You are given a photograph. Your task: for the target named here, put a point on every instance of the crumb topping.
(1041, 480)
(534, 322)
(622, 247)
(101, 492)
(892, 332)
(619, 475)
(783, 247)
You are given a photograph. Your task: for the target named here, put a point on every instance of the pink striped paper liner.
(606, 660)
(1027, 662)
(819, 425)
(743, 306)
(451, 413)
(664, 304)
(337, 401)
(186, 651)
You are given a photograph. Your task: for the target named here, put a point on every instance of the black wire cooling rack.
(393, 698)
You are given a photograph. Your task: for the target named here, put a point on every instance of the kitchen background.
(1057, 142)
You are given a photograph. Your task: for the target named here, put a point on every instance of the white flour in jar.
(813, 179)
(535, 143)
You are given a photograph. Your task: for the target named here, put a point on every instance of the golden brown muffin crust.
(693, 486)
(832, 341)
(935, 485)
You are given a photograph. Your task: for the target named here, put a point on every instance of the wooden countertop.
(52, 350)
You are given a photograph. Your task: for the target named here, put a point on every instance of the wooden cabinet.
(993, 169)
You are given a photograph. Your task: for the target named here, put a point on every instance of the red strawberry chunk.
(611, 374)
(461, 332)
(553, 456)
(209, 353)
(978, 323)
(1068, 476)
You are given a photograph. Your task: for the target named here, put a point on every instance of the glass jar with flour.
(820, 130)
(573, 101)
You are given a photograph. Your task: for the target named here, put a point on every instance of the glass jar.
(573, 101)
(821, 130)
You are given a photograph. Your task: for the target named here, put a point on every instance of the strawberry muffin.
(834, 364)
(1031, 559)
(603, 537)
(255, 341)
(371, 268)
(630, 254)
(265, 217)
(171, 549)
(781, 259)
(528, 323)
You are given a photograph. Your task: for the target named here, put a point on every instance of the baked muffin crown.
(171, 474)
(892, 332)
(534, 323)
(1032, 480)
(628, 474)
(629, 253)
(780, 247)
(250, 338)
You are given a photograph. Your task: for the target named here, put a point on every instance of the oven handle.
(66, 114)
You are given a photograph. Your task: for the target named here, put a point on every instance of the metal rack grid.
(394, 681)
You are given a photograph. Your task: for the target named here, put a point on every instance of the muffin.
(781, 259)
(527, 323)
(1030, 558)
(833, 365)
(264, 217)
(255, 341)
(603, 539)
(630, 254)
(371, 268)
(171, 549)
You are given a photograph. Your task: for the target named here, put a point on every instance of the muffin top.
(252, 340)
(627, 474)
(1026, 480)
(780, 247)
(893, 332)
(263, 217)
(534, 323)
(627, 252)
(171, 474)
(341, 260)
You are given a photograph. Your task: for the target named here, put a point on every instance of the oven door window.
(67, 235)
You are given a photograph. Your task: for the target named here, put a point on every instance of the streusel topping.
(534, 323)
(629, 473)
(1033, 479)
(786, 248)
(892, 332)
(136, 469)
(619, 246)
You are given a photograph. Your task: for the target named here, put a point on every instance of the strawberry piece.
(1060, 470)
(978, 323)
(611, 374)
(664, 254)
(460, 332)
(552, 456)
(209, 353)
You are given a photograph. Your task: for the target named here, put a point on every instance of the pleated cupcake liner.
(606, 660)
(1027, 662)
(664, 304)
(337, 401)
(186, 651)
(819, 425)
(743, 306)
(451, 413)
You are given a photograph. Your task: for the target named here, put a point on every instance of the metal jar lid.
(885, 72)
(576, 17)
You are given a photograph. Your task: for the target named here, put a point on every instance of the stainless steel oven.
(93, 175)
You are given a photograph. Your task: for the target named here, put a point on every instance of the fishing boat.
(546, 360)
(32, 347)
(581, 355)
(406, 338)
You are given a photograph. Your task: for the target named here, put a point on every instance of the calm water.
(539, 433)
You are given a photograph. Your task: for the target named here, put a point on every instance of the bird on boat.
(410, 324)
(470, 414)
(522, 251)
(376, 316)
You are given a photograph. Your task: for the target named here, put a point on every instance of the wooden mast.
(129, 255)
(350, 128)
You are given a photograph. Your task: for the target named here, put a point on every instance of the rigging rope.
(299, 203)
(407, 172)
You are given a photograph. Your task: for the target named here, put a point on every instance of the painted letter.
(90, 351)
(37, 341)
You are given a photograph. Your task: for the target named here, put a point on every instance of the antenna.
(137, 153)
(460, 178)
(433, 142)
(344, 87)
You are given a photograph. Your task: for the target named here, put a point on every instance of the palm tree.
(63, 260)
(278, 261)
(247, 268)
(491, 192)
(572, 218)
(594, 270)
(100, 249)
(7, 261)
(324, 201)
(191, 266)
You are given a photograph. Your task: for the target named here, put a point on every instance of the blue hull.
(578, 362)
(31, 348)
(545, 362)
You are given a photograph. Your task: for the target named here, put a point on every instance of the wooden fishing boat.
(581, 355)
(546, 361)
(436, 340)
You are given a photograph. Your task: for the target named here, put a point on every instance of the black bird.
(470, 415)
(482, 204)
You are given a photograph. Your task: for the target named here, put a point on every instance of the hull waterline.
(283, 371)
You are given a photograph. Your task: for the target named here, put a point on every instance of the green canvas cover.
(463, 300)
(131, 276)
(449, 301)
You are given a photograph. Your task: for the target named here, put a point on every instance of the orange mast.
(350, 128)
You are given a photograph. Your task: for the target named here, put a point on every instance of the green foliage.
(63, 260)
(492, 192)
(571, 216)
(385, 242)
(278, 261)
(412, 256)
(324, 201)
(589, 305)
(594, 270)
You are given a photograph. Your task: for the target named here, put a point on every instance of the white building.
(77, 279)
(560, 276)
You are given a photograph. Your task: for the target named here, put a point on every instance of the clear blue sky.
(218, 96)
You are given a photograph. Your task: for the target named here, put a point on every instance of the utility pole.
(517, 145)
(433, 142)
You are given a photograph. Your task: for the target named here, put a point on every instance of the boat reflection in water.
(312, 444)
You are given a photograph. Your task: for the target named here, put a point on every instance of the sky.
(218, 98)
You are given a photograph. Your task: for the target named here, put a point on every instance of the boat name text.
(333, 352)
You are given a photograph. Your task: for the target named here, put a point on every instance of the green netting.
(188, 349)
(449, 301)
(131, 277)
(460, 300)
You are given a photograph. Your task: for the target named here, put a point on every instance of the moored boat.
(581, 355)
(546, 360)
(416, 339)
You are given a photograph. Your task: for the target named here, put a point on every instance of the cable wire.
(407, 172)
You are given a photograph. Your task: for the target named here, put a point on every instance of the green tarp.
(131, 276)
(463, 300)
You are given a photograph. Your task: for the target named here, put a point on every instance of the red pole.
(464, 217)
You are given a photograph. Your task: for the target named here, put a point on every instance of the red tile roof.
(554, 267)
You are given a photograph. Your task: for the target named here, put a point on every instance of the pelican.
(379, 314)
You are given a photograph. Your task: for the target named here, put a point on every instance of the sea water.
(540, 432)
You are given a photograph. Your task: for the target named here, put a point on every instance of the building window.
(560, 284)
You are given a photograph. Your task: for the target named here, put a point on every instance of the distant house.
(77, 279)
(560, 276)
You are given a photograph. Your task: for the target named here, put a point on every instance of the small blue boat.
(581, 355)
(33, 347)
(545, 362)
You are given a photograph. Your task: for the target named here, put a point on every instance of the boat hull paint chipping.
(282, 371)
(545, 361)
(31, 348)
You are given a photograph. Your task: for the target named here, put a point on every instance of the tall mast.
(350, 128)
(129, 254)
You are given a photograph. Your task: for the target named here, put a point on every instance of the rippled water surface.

───

* Exercise brief
Output the lines above as a JSON list of strings, with one string per line and blank lines omitted.

* Answer to the task
[
  "You are given a photograph. Your task: for the target named here, put a point on every instance of the crumb topping.",
  "(1041, 480)",
  "(534, 322)",
  "(622, 247)",
  "(101, 492)",
  "(892, 332)",
  "(619, 475)",
  "(783, 247)",
  "You are given a photograph. Your task: for the target named here, put a point on every instance of the pink striped paper liner.",
  "(606, 660)",
  "(1027, 662)",
  "(819, 425)",
  "(743, 306)",
  "(451, 413)",
  "(664, 304)",
  "(337, 401)",
  "(186, 651)",
  "You are given a photograph. Your task: for the target named here, put a point on every instance of the black wire cooling rack.",
  "(393, 698)",
  "You are given a photograph. Your task: for the target named here, put a point on every instance of the kitchen background.",
  "(1057, 142)",
  "You are given a photograph. Your task: for the target named here, put a point on every instance of the white flour in jar.",
  "(813, 179)",
  "(535, 143)",
  "You are given a photograph. Your task: for the target named here, put a point on every instance of the golden brown muffin crust.",
  "(693, 486)",
  "(832, 341)",
  "(935, 485)",
  "You are given a photograph. Your task: for the target named here, put a point on every instance of the wooden countertop.",
  "(52, 350)",
  "You are given a photograph. Your task: for the target named here, put a point on every instance of the wooden cabinet.",
  "(993, 169)",
  "You are given a photograph. Your task: for the target named here, put a point on every instance of the red strawberry chunk.",
  "(611, 374)",
  "(461, 332)",
  "(553, 456)",
  "(209, 353)",
  "(978, 323)",
  "(1068, 476)",
  "You are given a photograph. Your task: for the target named here, put a point on every instance of the glass jar with flour.",
  "(820, 130)",
  "(573, 101)",
  "You are given a photograph. Your task: for the target named here, put a point on every instance of the glass jar.",
  "(573, 101)",
  "(821, 130)",
  "You are given a photograph. Your task: for the target named here, put a point on every instance of the strawberry muffin.",
  "(834, 364)",
  "(1031, 559)",
  "(603, 537)",
  "(255, 341)",
  "(371, 268)",
  "(630, 254)",
  "(265, 217)",
  "(171, 549)",
  "(781, 259)",
  "(528, 323)",
  "You are given a photograph. Your task: for the target named here, put a point on every instance of the baked muffin crown.",
  "(171, 474)",
  "(892, 332)",
  "(534, 323)",
  "(1032, 480)",
  "(628, 474)",
  "(629, 253)",
  "(780, 247)",
  "(250, 338)",
  "You are given a photograph. Your task: for the target named here, put a point on every instance of the oven handle.",
  "(66, 114)",
  "You are given a photograph. Your task: for the target named here, put a point on every instance of the metal rack grid.",
  "(394, 681)",
  "You are given a photograph. Your task: for the target named here, put a point on every instance of the muffin.",
  "(781, 259)",
  "(527, 323)",
  "(1030, 558)",
  "(833, 365)",
  "(264, 217)",
  "(255, 341)",
  "(603, 539)",
  "(630, 254)",
  "(371, 268)",
  "(171, 549)",
  "You are given a photograph. Your task: for the target named here, put a point on every instance of the muffin top.",
  "(252, 340)",
  "(627, 474)",
  "(1026, 480)",
  "(780, 247)",
  "(893, 332)",
  "(263, 217)",
  "(534, 323)",
  "(627, 252)",
  "(171, 474)",
  "(341, 260)",
  "You are given a photograph. Your task: for the target named here, put a point on every instance of the oven door window.",
  "(67, 235)",
  "You are given a photograph. Your task: for the target named here, put a point on every instance of the streusel topping.",
  "(534, 323)",
  "(629, 473)",
  "(1033, 479)",
  "(786, 248)",
  "(892, 332)",
  "(136, 469)",
  "(619, 246)",
  "You are given a photograph. Your task: for the target named here, put a point on every instance of the strawberry piece.",
  "(1060, 470)",
  "(978, 323)",
  "(611, 374)",
  "(664, 254)",
  "(460, 332)",
  "(552, 456)",
  "(209, 353)",
  "You are given a photograph. Your task: for the target named here, put a point on every instance of the pleated cupcake liner.",
  "(606, 660)",
  "(1027, 662)",
  "(664, 304)",
  "(337, 401)",
  "(186, 651)",
  "(819, 425)",
  "(743, 306)",
  "(451, 413)",
  "You are given a photograph. Your task: for the target named here, put a point on every instance of the metal jar lid.",
  "(885, 72)",
  "(576, 17)",
  "You are given a photograph. Your task: for the target named here, put a point on every instance of the stainless steel oven.",
  "(93, 175)",
  "You are given a photograph. Your task: for the target named here, put a point on every instance of the fishing boat.",
  "(546, 360)",
  "(32, 347)",
  "(581, 355)",
  "(406, 338)",
  "You are given a photograph. Your task: for the target named here, put a point on every instance of the calm water.",
  "(539, 433)",
  "You are given a photograph. Your task: for the target named here, put a point on every instance of the bird on boat.",
  "(410, 324)",
  "(470, 414)",
  "(522, 251)",
  "(376, 316)",
  "You are given a photograph. Your task: for the target named here, put a point on every instance of the wooden mast.",
  "(129, 255)",
  "(350, 128)",
  "You are given a photograph. Your task: for the target named here, put a point on every instance of the rigging rope.",
  "(299, 203)",
  "(407, 172)",
  "You are given a photograph. Your task: for the target named here, put a point on every instance of the painted letter.",
  "(90, 351)",
  "(37, 341)",
  "You are given a photograph. Your task: for the target named here, put a point on every instance of the antenna.",
  "(137, 153)",
  "(460, 178)",
  "(433, 142)",
  "(344, 87)",
  "You are given a photograph. Your task: for the target named here, put a point on every instance of the palm tree.",
  "(63, 260)",
  "(278, 261)",
  "(247, 268)",
  "(491, 192)",
  "(572, 218)",
  "(594, 270)",
  "(100, 249)",
  "(7, 261)",
  "(324, 201)",
  "(191, 266)",
  "You are given a photograph. Your task: for the target named here, put a point on every instance of the blue hull.",
  "(578, 362)",
  "(31, 348)",
  "(545, 362)",
  "You are given a photograph. Your task: for the target named here, put a point on every instance of the wooden fishing boat.",
  "(581, 355)",
  "(546, 361)",
  "(436, 340)",
  "You are given a photograph. Your task: for the target named here, put a point on every instance of the black bird.",
  "(470, 415)",
  "(482, 204)",
  "You are given a photograph. Your task: for the target named here, put a point on every instance of the hull waterline.",
  "(283, 371)",
  "You are given a photograph. Your task: for the target named here, put a point on every instance of the green canvas cover.",
  "(463, 300)",
  "(131, 276)",
  "(449, 301)",
  "You are given a photograph. Your task: for the target named here, put a point on every instance of the orange mast.",
  "(350, 128)",
  "You are given a photograph. Your task: for the target named here, put a point on every instance of the green foliage.",
  "(63, 260)",
  "(492, 192)",
  "(571, 216)",
  "(385, 242)",
  "(278, 261)",
  "(412, 256)",
  "(324, 201)",
  "(589, 305)",
  "(594, 270)",
  "You are given a photograph. Your task: for the target named here, put a point on every instance of the white building.",
  "(77, 279)",
  "(560, 276)",
  "You are given a photograph. Your task: for the target named here, put a point on every instance of the clear blue sky.",
  "(218, 96)",
  "You are given a photograph. Your task: for the target named here, put a point on every instance of the utility pole.",
  "(517, 145)",
  "(433, 142)",
  "You are given a photograph. Your task: for the target named here, put a point on every instance of the boat reflection in water.",
  "(312, 444)",
  "You are given a photograph. Your task: for the target named here, put a point on every instance of the sky.",
  "(218, 98)",
  "You are given a photograph. Your task: for the target named here, put a point on every instance of the boat name text.",
  "(333, 352)",
  "You are given a photograph. Your task: for the target named here, put a point on every instance of the green netting.",
  "(188, 349)",
  "(449, 301)",
  "(131, 277)",
  "(460, 300)",
  "You are given a photograph. Your task: for the target named here, put a point on every instance of the moored boat.",
  "(581, 355)",
  "(546, 360)",
  "(416, 339)",
  "You are given a photograph. Your task: for the target named here, put a point on every instance of the cable wire.",
  "(407, 172)",
  "You are given a photograph. Your task: for the target named here, put a point on every instance of the green tarp.",
  "(131, 276)",
  "(463, 300)",
  "You are given a photograph. Your task: for the target named here, put a point on every instance of the red pole.",
  "(464, 217)",
  "You are given a photograph. Your task: for the target named here, put a point on every instance of the red tile roof.",
  "(554, 267)",
  "You are given a photograph. Your task: for the target named here, put a point on every instance of the pelican.",
  "(379, 314)",
  "You are given a photograph. Your task: for the target named here, put a point on every instance of the sea water.",
  "(540, 432)",
  "You are given a photograph. Your task: for the target named here, put a point on every instance of the building window.",
  "(560, 284)",
  "You are given a photograph. Your task: for the target named here, put a point on every instance of the distant house.",
  "(77, 279)",
  "(560, 276)",
  "You are given a photograph. Your task: for the target named here, put a point on every instance of the small blue boat.",
  "(581, 355)",
  "(33, 347)",
  "(545, 362)",
  "You are given a photograph. Your task: for the target named here, put a point on every instance of the boat hull paint chipping.",
  "(282, 371)",
  "(545, 361)",
  "(31, 348)",
  "You are given a photograph. Your task: for the target named here, put a point on every instance of the tall mast.",
  "(350, 128)",
  "(129, 254)",
  "You are given a photograph. Your task: for the target named here, put a point on every instance of the rippled water surface."
]